▸ PROMPT:
Line by line, output the data that follows exactly as written.

Collected data entries:
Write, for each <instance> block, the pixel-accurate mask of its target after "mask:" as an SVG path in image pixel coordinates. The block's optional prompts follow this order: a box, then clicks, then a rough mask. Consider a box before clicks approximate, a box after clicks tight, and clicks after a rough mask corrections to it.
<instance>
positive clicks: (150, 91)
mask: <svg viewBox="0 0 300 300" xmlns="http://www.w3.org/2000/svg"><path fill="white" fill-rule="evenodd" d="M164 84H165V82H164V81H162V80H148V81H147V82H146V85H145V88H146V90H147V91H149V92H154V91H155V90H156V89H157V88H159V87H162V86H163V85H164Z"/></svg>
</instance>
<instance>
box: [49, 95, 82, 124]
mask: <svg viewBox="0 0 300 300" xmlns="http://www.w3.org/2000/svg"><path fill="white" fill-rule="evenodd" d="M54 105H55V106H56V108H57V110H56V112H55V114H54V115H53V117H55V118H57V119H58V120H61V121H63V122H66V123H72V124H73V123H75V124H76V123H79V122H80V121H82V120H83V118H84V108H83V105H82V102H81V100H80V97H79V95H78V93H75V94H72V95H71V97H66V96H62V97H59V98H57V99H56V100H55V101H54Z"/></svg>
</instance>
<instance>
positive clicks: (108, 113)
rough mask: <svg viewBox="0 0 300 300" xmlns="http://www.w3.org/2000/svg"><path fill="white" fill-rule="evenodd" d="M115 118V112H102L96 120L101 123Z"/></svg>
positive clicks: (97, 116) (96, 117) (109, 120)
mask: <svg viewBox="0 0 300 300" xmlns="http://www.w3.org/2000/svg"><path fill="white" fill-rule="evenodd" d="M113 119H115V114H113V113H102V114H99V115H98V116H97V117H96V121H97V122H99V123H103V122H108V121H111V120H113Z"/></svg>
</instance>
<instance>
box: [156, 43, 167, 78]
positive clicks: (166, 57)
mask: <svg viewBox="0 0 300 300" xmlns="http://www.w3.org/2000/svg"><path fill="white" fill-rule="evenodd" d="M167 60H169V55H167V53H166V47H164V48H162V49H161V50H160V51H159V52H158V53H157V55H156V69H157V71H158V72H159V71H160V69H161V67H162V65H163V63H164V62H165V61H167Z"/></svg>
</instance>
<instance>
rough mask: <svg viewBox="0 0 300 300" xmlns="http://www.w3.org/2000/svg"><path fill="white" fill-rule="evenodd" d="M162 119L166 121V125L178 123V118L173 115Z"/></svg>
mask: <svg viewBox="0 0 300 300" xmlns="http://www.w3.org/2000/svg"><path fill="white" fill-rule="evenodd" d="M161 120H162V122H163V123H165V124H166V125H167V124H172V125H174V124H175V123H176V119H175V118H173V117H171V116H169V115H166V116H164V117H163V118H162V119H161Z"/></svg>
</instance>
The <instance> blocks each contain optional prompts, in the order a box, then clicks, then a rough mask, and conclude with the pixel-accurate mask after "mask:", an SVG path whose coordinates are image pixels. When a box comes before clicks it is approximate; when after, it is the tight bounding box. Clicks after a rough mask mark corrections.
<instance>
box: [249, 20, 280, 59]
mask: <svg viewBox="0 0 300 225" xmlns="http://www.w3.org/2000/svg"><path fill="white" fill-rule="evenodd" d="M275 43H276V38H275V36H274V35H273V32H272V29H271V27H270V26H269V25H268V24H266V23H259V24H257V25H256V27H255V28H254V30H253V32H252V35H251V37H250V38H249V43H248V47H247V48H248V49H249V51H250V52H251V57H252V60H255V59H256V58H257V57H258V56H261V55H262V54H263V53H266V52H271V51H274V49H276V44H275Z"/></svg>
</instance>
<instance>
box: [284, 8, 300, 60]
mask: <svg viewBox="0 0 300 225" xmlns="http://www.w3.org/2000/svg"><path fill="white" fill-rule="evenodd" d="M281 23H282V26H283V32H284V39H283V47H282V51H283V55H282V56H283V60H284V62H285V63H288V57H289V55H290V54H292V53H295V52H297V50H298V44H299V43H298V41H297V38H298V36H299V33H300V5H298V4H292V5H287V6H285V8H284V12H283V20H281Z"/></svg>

▸ RESPONSE:
Write, for each <instance> block, the pixel-accurate mask of its target after "mask:" as an SVG path in image pixel coordinates. The block's optional prompts follow this order: a box, then clicks, then a rough mask. Consider a box before clicks approximate, a box after clicks tight, and clicks after a rough mask corrections to it.
<instance>
positive clicks: (150, 91)
mask: <svg viewBox="0 0 300 300" xmlns="http://www.w3.org/2000/svg"><path fill="white" fill-rule="evenodd" d="M164 84H165V82H164V81H162V80H148V81H147V82H146V85H145V88H146V90H147V91H149V92H154V91H155V90H156V89H157V88H159V87H162V86H163V85H164Z"/></svg>
</instance>
<instance>
box: [49, 95, 82, 124]
mask: <svg viewBox="0 0 300 300" xmlns="http://www.w3.org/2000/svg"><path fill="white" fill-rule="evenodd" d="M54 105H55V106H56V108H57V110H56V112H55V114H54V115H53V117H55V118H57V119H58V120H61V121H63V122H66V123H72V124H73V123H75V124H76V123H79V122H80V121H82V120H83V118H84V108H83V105H82V102H81V100H80V97H79V95H78V93H75V94H72V95H71V97H66V96H62V97H59V98H57V99H56V100H55V101H54Z"/></svg>
</instance>
<instance>
positive clicks: (108, 113)
rough mask: <svg viewBox="0 0 300 300" xmlns="http://www.w3.org/2000/svg"><path fill="white" fill-rule="evenodd" d="M115 118V112H102L96 120L101 123Z"/></svg>
positive clicks: (97, 116) (96, 117) (109, 120)
mask: <svg viewBox="0 0 300 300" xmlns="http://www.w3.org/2000/svg"><path fill="white" fill-rule="evenodd" d="M113 119H115V114H113V113H102V114H99V115H98V116H97V117H96V121H97V122H99V123H103V122H108V121H111V120H113Z"/></svg>
</instance>
<instance>
box: [156, 43, 167, 78]
positive clicks: (166, 57)
mask: <svg viewBox="0 0 300 300" xmlns="http://www.w3.org/2000/svg"><path fill="white" fill-rule="evenodd" d="M167 60H169V55H167V53H166V47H164V48H162V49H161V50H160V51H159V52H158V53H157V55H156V69H157V71H158V72H159V71H160V69H161V67H162V65H163V63H164V62H165V61H167Z"/></svg>
</instance>
<instance>
rough mask: <svg viewBox="0 0 300 300" xmlns="http://www.w3.org/2000/svg"><path fill="white" fill-rule="evenodd" d="M162 119L166 121V125L178 123V118L173 115Z"/></svg>
mask: <svg viewBox="0 0 300 300" xmlns="http://www.w3.org/2000/svg"><path fill="white" fill-rule="evenodd" d="M161 120H162V122H163V123H165V124H166V125H167V124H172V125H174V124H175V123H176V119H175V118H173V117H171V116H169V115H166V116H164V117H163V118H162V119H161Z"/></svg>
</instance>
The <instance> blocks each contain optional prompts, in the order a box, then clicks, then a rough mask, and conclude with the pixel-accurate mask after "mask:", an SVG path whose coordinates are image pixels. When a box comes before clicks it is approximate; when after, it is the tight bounding box. Clicks after a rough mask mark corrections.
<instance>
box: [249, 20, 280, 59]
mask: <svg viewBox="0 0 300 225" xmlns="http://www.w3.org/2000/svg"><path fill="white" fill-rule="evenodd" d="M275 43H276V38H275V36H274V35H273V32H272V29H271V27H270V26H269V25H268V24H266V23H259V24H257V25H256V27H255V28H254V30H253V32H252V35H251V37H250V38H249V43H248V47H247V48H248V49H249V51H250V52H251V57H252V60H255V59H256V58H257V57H258V56H261V55H262V54H263V53H266V52H271V51H274V49H276V44H275Z"/></svg>
</instance>
<instance>
box: [284, 8, 300, 60]
mask: <svg viewBox="0 0 300 225" xmlns="http://www.w3.org/2000/svg"><path fill="white" fill-rule="evenodd" d="M281 23H282V26H283V32H284V39H283V47H282V51H283V55H282V56H283V60H284V62H285V63H288V57H289V55H290V54H292V53H295V52H297V50H298V44H299V43H298V41H297V38H298V36H299V33H300V5H298V4H292V5H287V6H285V8H284V12H283V20H281Z"/></svg>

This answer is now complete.